- **Dataset excerpts**:
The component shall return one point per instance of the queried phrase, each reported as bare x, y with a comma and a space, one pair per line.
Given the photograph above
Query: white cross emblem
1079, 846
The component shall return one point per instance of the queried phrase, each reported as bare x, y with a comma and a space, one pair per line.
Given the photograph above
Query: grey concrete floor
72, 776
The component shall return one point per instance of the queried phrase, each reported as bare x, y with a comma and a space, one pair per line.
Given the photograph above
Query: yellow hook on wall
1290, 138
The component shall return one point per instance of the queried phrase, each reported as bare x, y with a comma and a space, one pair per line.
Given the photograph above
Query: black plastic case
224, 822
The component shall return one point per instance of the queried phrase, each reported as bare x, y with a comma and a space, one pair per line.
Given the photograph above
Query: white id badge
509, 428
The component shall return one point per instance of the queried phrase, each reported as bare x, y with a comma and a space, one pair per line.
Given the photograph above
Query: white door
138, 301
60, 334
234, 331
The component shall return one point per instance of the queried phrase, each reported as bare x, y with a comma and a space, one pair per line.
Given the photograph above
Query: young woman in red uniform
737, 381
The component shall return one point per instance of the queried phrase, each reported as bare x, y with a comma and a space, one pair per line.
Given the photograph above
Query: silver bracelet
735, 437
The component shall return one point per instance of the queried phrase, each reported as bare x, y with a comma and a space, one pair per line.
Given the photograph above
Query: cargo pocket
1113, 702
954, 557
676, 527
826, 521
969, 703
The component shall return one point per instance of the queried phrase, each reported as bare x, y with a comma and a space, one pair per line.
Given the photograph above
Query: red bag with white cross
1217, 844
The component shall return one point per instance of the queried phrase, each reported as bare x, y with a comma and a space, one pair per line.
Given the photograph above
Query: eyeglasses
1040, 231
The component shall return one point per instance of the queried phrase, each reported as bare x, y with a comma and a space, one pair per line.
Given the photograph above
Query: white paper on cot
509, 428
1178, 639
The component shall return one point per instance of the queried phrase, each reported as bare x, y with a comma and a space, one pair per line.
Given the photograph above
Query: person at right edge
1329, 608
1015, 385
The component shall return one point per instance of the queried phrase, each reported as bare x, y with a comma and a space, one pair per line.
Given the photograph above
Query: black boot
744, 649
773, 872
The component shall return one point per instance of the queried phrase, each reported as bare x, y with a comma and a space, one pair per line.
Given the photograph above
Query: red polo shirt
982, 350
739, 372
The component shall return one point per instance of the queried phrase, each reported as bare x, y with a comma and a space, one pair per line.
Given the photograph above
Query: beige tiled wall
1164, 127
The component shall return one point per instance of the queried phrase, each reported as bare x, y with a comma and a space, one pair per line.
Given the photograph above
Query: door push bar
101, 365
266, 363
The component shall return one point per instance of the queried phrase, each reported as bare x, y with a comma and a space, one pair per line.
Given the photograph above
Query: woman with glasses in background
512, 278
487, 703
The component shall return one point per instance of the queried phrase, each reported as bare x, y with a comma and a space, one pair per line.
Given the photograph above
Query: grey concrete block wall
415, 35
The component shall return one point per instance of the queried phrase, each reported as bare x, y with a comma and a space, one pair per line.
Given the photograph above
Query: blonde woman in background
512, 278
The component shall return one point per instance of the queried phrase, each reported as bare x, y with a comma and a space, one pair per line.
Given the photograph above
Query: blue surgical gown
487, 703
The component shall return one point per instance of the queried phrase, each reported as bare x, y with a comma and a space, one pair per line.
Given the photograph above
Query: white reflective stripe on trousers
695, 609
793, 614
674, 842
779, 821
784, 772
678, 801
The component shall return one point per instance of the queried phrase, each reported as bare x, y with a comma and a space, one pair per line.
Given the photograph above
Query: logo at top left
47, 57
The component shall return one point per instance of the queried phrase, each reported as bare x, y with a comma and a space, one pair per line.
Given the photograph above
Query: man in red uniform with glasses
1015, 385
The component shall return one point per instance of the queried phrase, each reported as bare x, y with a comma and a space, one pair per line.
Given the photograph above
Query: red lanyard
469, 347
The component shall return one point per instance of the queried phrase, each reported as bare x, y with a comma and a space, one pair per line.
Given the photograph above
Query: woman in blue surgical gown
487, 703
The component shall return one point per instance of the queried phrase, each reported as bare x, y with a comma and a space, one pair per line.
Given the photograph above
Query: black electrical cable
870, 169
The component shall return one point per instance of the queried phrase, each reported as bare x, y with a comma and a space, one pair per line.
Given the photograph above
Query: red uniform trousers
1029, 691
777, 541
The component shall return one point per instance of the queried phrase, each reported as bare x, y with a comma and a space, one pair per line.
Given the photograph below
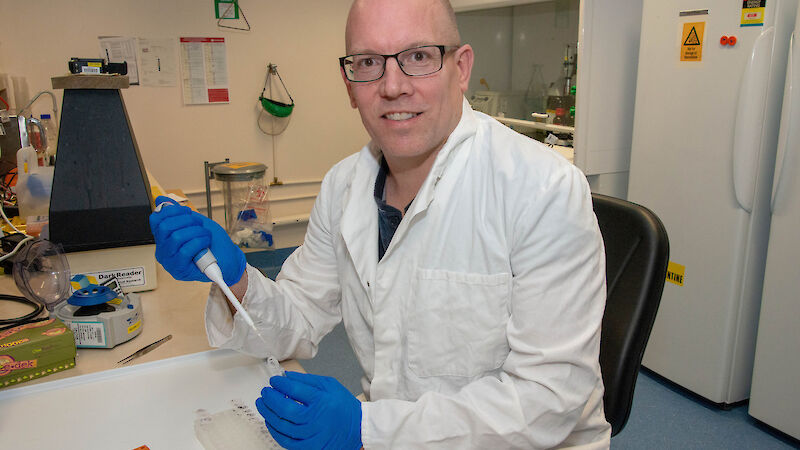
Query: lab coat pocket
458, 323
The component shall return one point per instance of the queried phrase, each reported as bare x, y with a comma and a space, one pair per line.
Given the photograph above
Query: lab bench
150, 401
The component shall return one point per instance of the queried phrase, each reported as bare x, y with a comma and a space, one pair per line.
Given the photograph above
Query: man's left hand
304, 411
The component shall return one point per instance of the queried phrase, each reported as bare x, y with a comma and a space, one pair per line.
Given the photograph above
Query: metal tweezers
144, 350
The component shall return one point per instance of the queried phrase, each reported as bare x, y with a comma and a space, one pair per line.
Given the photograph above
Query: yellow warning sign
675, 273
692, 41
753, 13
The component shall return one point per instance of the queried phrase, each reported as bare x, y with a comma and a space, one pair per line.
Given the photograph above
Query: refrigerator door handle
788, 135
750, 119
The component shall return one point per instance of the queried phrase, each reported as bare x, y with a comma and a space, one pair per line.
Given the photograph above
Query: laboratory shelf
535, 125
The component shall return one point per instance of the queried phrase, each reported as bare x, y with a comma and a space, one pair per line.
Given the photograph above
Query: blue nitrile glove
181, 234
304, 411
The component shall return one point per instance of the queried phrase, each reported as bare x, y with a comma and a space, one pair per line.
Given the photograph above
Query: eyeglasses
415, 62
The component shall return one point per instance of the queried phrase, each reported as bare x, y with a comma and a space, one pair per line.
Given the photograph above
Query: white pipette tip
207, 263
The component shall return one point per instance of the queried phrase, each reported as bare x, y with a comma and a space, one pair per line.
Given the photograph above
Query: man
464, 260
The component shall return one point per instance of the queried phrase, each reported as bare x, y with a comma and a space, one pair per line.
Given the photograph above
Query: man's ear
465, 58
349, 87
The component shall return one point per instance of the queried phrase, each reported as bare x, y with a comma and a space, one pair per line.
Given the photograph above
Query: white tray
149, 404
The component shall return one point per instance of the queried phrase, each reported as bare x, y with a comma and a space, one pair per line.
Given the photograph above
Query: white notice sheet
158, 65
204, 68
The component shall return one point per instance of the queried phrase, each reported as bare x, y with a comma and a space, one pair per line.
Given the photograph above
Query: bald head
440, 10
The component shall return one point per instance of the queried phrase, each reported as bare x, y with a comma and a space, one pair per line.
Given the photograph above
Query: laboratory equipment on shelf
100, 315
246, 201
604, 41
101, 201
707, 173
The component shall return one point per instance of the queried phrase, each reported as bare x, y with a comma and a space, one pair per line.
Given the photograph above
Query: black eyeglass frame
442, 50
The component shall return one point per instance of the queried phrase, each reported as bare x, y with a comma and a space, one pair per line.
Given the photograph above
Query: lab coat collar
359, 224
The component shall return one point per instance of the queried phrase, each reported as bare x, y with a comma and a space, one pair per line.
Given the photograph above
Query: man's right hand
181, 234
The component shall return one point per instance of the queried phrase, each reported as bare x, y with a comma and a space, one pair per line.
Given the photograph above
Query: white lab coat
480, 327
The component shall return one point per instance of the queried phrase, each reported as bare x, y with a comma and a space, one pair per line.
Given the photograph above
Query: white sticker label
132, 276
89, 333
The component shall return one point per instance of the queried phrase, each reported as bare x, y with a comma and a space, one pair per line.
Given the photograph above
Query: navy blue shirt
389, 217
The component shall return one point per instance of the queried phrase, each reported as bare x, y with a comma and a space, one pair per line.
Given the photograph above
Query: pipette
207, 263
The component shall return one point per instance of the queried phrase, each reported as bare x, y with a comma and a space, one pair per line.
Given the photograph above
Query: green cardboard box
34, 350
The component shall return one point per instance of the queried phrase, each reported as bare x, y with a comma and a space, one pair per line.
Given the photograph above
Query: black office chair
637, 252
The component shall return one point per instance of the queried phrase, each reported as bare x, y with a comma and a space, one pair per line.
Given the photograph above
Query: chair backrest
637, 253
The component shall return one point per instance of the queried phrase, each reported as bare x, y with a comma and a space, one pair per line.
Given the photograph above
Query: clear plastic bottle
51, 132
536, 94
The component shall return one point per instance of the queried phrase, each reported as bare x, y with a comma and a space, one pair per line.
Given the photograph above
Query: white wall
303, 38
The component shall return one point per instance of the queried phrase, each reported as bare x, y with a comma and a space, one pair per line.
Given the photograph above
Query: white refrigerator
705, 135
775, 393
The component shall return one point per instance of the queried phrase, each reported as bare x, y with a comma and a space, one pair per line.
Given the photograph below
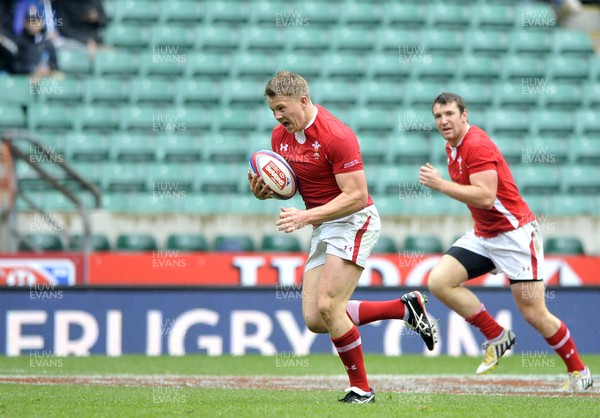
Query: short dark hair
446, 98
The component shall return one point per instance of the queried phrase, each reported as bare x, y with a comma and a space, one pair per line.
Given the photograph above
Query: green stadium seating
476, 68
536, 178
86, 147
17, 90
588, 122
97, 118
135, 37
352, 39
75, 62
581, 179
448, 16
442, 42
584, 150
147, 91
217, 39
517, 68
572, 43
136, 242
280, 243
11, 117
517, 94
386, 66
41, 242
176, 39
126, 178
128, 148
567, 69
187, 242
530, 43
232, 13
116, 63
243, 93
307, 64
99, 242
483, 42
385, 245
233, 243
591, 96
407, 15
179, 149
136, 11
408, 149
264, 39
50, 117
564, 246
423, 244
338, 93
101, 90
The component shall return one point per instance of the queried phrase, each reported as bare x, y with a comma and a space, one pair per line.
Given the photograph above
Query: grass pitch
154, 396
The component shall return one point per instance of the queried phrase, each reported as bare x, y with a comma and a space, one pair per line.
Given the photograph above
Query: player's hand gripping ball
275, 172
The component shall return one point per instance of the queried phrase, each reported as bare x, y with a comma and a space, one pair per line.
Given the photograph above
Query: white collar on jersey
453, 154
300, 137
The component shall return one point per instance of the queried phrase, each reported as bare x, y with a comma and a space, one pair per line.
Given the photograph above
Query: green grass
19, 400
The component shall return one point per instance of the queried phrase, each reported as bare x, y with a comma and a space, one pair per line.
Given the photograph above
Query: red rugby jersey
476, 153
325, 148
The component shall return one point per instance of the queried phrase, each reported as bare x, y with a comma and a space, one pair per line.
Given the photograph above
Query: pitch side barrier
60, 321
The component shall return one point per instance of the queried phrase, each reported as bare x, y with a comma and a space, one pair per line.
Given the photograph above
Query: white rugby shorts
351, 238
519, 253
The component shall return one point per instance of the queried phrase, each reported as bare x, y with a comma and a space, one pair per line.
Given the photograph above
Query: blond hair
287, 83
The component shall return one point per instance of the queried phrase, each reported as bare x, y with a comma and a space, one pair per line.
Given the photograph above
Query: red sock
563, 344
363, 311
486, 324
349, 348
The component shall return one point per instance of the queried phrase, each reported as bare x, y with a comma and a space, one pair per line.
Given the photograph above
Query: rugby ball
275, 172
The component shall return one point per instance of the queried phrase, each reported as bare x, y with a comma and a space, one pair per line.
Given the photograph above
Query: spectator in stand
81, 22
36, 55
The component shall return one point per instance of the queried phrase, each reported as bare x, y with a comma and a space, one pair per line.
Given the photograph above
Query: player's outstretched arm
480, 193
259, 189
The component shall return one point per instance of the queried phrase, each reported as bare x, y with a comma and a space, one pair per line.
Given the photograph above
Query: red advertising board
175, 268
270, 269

...

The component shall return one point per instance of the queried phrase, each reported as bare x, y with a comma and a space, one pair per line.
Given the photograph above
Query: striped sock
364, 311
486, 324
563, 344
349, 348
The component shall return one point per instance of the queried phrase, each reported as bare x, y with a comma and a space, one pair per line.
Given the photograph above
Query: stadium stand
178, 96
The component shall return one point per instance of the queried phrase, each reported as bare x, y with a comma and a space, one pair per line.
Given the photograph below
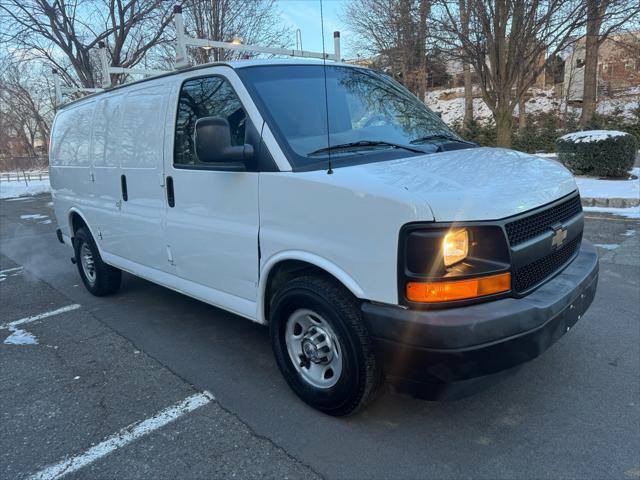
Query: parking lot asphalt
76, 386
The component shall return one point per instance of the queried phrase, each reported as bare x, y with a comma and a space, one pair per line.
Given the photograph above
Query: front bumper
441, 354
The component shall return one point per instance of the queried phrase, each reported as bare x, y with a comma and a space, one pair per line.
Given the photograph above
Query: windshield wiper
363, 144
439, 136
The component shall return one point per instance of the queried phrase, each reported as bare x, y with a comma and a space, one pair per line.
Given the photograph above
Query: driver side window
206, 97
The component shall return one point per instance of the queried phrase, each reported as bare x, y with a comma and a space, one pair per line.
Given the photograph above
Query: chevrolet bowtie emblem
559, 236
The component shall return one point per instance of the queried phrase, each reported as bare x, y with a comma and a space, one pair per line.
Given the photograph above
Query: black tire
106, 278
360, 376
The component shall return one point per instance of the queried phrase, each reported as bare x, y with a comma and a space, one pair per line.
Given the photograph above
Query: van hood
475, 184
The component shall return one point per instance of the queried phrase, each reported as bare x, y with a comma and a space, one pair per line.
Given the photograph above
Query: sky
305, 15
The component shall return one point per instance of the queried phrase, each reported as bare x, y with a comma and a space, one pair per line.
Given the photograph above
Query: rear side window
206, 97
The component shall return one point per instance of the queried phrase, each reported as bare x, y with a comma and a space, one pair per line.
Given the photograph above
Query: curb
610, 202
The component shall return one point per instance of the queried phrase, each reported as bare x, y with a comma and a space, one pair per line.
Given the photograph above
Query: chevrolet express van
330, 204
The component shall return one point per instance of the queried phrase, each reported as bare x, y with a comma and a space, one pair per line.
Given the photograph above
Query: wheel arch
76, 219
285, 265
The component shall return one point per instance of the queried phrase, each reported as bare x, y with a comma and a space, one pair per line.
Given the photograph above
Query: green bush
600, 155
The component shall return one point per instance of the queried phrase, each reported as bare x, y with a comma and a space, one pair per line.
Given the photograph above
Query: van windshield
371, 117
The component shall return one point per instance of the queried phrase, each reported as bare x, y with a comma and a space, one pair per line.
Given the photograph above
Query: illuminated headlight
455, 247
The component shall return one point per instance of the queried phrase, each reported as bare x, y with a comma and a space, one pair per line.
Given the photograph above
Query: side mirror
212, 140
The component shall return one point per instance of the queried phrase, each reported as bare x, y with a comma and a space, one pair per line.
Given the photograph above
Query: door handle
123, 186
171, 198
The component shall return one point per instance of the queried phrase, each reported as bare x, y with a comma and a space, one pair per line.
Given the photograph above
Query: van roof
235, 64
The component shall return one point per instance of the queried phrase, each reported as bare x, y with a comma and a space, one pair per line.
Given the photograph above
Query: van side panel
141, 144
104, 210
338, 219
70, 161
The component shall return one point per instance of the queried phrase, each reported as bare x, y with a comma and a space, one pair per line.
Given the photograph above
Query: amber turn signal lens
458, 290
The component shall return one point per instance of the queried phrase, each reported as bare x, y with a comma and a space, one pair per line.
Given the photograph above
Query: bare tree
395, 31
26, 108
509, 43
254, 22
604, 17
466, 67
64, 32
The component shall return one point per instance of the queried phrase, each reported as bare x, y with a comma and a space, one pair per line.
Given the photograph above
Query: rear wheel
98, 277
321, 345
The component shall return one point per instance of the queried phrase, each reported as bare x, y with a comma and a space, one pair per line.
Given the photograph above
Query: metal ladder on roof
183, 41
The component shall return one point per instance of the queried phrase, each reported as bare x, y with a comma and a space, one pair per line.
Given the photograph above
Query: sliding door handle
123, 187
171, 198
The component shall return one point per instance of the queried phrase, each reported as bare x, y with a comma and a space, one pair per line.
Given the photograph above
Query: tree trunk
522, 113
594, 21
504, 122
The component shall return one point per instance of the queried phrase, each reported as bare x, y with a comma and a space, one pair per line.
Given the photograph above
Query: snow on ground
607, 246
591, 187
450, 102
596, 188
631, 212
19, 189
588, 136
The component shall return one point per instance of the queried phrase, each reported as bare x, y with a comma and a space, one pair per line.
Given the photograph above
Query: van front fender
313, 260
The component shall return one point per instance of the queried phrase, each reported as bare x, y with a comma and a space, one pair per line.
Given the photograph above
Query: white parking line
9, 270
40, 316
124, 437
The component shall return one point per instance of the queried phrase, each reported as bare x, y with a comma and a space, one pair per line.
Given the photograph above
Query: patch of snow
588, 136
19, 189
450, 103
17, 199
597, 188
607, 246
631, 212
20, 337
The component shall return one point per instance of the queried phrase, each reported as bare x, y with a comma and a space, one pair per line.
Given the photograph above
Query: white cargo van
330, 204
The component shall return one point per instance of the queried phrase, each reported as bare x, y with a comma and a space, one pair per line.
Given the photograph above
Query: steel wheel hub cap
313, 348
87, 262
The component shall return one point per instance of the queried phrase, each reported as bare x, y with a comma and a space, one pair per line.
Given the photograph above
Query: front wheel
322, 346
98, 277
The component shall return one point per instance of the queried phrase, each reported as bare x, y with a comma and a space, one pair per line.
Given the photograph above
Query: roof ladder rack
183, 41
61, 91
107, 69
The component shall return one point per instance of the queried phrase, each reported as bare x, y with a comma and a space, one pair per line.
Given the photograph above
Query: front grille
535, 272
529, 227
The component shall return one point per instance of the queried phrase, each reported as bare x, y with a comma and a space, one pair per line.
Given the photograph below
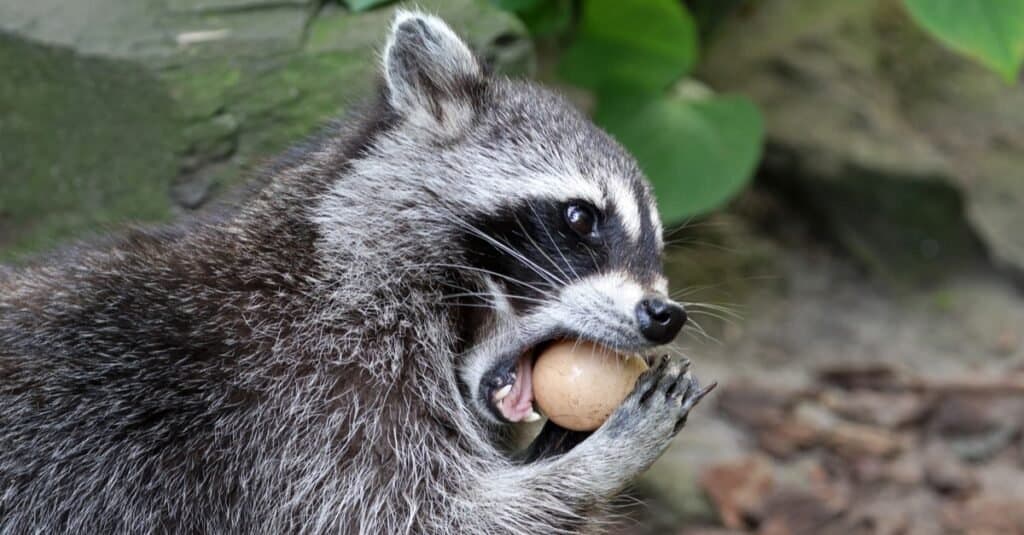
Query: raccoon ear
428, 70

==

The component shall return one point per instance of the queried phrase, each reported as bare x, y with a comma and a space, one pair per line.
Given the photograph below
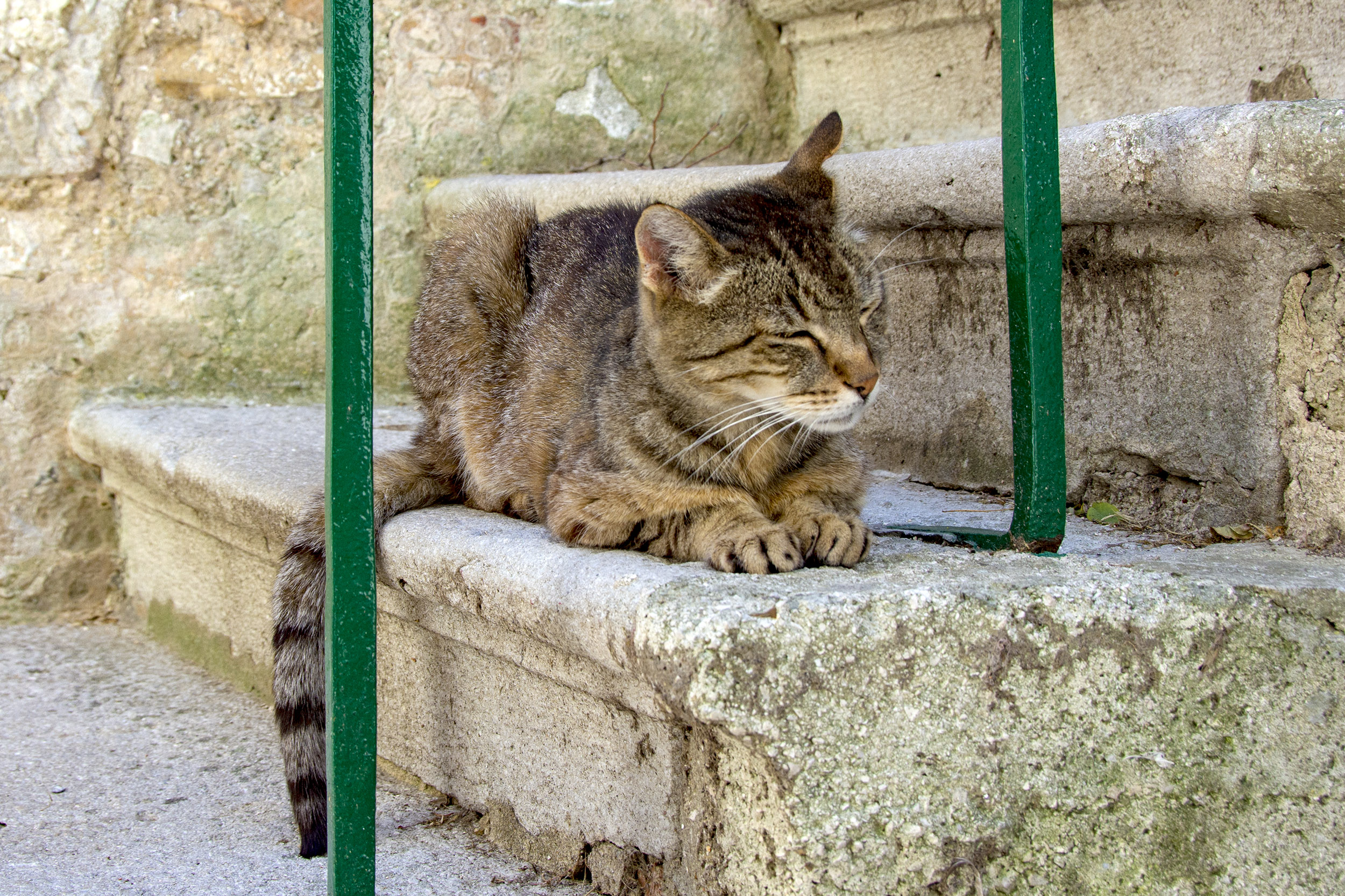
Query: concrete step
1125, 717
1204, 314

- **What to produce**: Report how many lines in the items above contain the string "right". Give only the number.

- **Result below**: 2